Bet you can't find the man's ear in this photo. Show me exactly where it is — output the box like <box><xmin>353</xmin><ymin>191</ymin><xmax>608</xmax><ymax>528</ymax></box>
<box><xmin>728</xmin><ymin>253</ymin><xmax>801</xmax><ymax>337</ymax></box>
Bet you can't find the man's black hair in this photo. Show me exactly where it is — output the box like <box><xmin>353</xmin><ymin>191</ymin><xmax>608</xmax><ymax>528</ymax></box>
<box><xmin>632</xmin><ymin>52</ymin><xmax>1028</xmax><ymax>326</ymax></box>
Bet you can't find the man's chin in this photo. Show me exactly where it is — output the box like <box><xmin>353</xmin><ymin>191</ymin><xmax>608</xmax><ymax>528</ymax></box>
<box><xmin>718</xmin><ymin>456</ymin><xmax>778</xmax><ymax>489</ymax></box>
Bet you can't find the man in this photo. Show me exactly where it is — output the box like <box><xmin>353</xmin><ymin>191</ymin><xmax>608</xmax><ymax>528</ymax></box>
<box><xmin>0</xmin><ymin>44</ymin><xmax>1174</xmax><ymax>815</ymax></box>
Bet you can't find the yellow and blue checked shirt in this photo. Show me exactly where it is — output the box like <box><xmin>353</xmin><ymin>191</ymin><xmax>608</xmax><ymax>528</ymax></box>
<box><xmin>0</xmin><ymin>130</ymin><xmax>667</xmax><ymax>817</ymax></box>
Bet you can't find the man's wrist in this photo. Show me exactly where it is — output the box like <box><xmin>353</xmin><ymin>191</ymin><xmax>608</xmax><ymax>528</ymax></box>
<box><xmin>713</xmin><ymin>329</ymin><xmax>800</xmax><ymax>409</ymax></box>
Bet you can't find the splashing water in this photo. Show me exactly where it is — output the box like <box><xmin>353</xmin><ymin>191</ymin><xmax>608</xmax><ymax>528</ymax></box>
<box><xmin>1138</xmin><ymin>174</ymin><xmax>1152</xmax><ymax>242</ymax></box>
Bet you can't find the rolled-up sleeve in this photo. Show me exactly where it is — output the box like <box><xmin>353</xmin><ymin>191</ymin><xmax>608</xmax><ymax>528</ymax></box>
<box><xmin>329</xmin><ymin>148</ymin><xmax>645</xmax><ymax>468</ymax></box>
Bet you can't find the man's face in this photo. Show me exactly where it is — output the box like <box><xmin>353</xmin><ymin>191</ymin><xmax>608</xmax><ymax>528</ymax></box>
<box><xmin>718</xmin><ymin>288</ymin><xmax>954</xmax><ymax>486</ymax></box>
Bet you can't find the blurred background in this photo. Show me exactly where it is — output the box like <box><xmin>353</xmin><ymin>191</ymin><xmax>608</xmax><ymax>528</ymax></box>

PROBLEM TO WORK ON:
Reproduce every line above verbatim, from the first through the last, without any alteration.

OUTPUT FOR THIS EXERCISE:
Bet you can't find the man's ear in this photo. Show me exactly where it is — output the box like <box><xmin>353</xmin><ymin>191</ymin><xmax>608</xmax><ymax>528</ymax></box>
<box><xmin>728</xmin><ymin>253</ymin><xmax>801</xmax><ymax>337</ymax></box>
Bet you can't find the man's black hair in this photo. Show me exactly where it is — output the box like <box><xmin>353</xmin><ymin>191</ymin><xmax>608</xmax><ymax>528</ymax></box>
<box><xmin>632</xmin><ymin>52</ymin><xmax>1028</xmax><ymax>326</ymax></box>
Bet you can't find the man's chin in this photo. Show me exactly where it is — output the box like <box><xmin>353</xmin><ymin>191</ymin><xmax>608</xmax><ymax>528</ymax></box>
<box><xmin>718</xmin><ymin>456</ymin><xmax>778</xmax><ymax>489</ymax></box>
Bet you can't find the man in this photo. Show me exactly where it is — output the box like <box><xmin>353</xmin><ymin>191</ymin><xmax>608</xmax><ymax>528</ymax></box>
<box><xmin>0</xmin><ymin>44</ymin><xmax>1174</xmax><ymax>815</ymax></box>
Bet you can't find the yellow and blue checked shirt in this photo. Show me exactly where it is — output the box like <box><xmin>353</xmin><ymin>191</ymin><xmax>608</xmax><ymax>528</ymax></box>
<box><xmin>0</xmin><ymin>130</ymin><xmax>667</xmax><ymax>817</ymax></box>
Bet you can't find the man's wrist in this photo. Show me exactly where it is — output the box like <box><xmin>353</xmin><ymin>191</ymin><xmax>608</xmax><ymax>528</ymax></box>
<box><xmin>713</xmin><ymin>329</ymin><xmax>800</xmax><ymax>409</ymax></box>
Bet you can't find the splashing water in this photo. Show me exactly where it is — output the box like <box><xmin>353</xmin><ymin>191</ymin><xmax>608</xmax><ymax>528</ymax></box>
<box><xmin>1138</xmin><ymin>174</ymin><xmax>1152</xmax><ymax>242</ymax></box>
Bet you can't find the rolled-up sleeve in this photo. Show me exactly where it is — output the box like <box><xmin>353</xmin><ymin>191</ymin><xmax>608</xmax><ymax>528</ymax></box>
<box><xmin>329</xmin><ymin>148</ymin><xmax>645</xmax><ymax>468</ymax></box>
Bet you can't find the man's face in this photo. Show me exactly where it is — output the box like <box><xmin>353</xmin><ymin>191</ymin><xmax>608</xmax><ymax>528</ymax></box>
<box><xmin>718</xmin><ymin>288</ymin><xmax>954</xmax><ymax>486</ymax></box>
Bet you can't find the blurred background in this photo. Show me exactly where it is — output the box like <box><xmin>353</xmin><ymin>191</ymin><xmax>608</xmax><ymax>528</ymax></box>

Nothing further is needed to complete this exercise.